• APPLY WHAT YOU READ:
(a) From the passage about brain wiring and crime, return the words beginning at "Looking at the" and ending after "literally unthinkable—by us.", copied character for character.
(b) In the passage about brain wiring and crime, what is an allele described as?

• EXTRACT TO READ:
──────────────────────────────

The message of this important book is an affirmation of what ought to be obvious but is all too often obscured by ideological smokescreens, together with an articulation of what follows from this undeniable truth: every act we ever perform, whether we are sane, normal citizens or serial killers, is the physical effect of a complex combination of genetic, developmental, and experiential factors that make us who and what we are at the moment of action. None of us is miraculously isolated from these causal factors—nor should we want to be—but some of us are better “wired” than others. Some of us are indeed “wired wrong” in ways that science can uncover and confirm, and in some instances fix. The good news, which Raine is intent on conveying to us, is that “biology is not destiny.” While it is true that there really are genetic biases for criminality and violence, it is also true that these genetic biases are not dictatorial and immutable; because our characters are the product of many complex factors, the undesirable tendencies inherent in some of our genes can in principle be neutralised by intervening in the non-genetic components.

Looking at the emerging details of the causal pathways shows how this can be done. A “well-wired” brain must be balanced, and it’s actually a rather delicate balance, maintained by cascades of neuromodulators and neurotransmitters, each of which is regulated by others, focusing attention, damping urges, stoking desires, calming and stimulating in turn. It can seem a wonder that anybody can get through the day without going berserk, and yet most of us maintain a quite robust and reliable degree of self-control, responding appropriately to setbacks and risks, and not even tempted by opportunities to commit crimes that are literally unthinkable—by us.

The ideal of the well-governed mind has been articulated by thinkers since Plato, and we’re now learning how the internal economy and politics of the brain achieve this salutary state—and how we can often intervene to restore it when a brain goes bad. It is quite easy to see how a small genetic difference (an allele, a mutant form of a normal gene) can put a brain into imbalance, much the way alcohol or drugs can, by flooding the brain with too much of one neuromodulator or starving it of one that puts on the brakes. Once an imbalance is discovered and understood, the road to treatment can be explored, and it might involve directly supplying the lacking chemical, or adjusting the environmental conditions that normally provoke its production, or both. Sometimes the root cause of the imbalance is an anatomical defect in the brain—a stunted or overdeveloped region. This is harder to fix but there are work-arounds. The brain is a spectacularly versatile and opportunistic finder of new pathways if given half a chance. But some brains, to be sure, are beyond repair now, and probably forever.

──────────────────────────────

• DATA SHOWN:
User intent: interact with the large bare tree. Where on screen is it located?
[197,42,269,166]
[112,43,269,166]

──────────────────────────────

• TASK-BY-TASK OUTPUTS:
(a)
Looking at the emerging details of the causal pathways shows how this can be done. A “well-wired” brain must be balanced, and it’s actually a rather delicate balance, maintained by cascades of neuromodulators and neurotransmitters, each of which is regulated by others, focusing attention, damping urges, stoking desires, calming and stimulating in turn. It can seem a wonder that anybody can get through the day without going berserk, and yet most of us maintain a quite robust and reliable degree of self-control, responding appropriately to setbacks and risks, and not even tempted by opportunities to commit crimes that are literally unthinkable—by us.

(b) A mutant form of a normal gene.